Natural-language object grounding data
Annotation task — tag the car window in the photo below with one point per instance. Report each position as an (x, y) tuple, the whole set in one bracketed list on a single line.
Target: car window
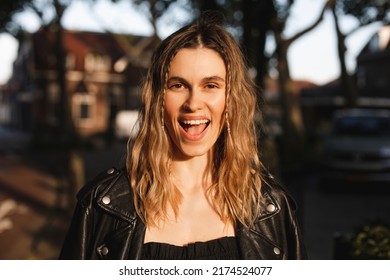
[(364, 126)]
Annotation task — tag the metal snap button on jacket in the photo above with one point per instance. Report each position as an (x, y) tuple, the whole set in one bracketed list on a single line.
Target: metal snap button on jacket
[(271, 208), (106, 200), (104, 251), (111, 170)]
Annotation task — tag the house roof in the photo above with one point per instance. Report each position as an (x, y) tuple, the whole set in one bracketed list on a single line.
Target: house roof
[(137, 49)]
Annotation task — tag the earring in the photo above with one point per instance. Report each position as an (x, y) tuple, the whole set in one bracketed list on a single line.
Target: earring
[(227, 122), (162, 113)]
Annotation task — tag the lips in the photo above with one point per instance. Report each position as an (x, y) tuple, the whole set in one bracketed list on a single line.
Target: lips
[(194, 127)]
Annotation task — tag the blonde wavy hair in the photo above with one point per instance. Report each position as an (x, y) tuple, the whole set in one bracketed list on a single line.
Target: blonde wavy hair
[(236, 167)]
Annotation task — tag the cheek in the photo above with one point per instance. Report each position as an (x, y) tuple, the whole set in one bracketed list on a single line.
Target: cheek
[(219, 106)]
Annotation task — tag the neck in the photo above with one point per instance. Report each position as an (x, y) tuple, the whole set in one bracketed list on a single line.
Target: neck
[(192, 173)]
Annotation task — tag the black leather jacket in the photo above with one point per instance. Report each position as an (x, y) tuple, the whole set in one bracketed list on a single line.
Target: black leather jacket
[(105, 224)]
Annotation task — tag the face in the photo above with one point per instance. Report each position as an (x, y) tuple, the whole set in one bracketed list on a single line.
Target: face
[(195, 100)]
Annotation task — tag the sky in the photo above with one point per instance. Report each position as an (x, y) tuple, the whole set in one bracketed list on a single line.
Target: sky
[(313, 57)]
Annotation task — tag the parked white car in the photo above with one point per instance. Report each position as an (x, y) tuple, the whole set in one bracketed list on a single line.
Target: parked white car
[(358, 148), (126, 124)]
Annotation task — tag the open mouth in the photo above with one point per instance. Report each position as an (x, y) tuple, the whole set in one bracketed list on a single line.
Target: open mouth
[(194, 127)]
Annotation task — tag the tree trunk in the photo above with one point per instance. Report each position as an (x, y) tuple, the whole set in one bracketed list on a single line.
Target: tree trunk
[(347, 85)]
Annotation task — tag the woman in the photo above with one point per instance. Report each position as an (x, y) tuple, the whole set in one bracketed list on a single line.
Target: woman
[(193, 187)]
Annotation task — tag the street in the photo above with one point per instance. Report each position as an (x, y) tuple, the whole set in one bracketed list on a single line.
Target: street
[(33, 221)]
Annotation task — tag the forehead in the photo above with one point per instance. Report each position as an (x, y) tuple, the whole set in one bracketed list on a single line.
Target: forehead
[(197, 60)]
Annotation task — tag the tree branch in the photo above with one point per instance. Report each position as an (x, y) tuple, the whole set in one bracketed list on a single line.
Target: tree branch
[(328, 4)]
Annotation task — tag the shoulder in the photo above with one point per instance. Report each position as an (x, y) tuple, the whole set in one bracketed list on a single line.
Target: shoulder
[(275, 197), (110, 181)]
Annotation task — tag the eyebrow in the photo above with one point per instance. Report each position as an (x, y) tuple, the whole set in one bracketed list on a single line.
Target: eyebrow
[(206, 79)]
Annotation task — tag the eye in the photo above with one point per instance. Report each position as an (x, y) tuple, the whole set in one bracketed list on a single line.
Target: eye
[(174, 86), (211, 86)]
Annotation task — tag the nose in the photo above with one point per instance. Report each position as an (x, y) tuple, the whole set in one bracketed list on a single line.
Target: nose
[(194, 101)]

#### WHAT TO PRODUCE
Beginning with the first line of the records above, extract each line exactly through the line that holds "Annotation task — tag the house", both ends included. Omit pictures.

#### RESULT FOR THIS EXERCISE
Annotation task — tag the car window in the photo below with one point per instance. Report each position as an (x, y) tuple, the whole set in one bracketed list on a single line.
Target: car window
[(364, 126)]
Annotation task — tag the metal snap button on jacket in the photo above with one point per instance. Report each position as an (x, y) tuple, the whole set in one bracketed list on a single line.
Target: metal snap button on jacket
[(271, 208), (106, 200), (104, 251), (111, 170)]
Annotation task — tag the house roof in the photo above with one point per instance. Report each position as an (x, y) tuple, the whole set in one bracketed list on a single line.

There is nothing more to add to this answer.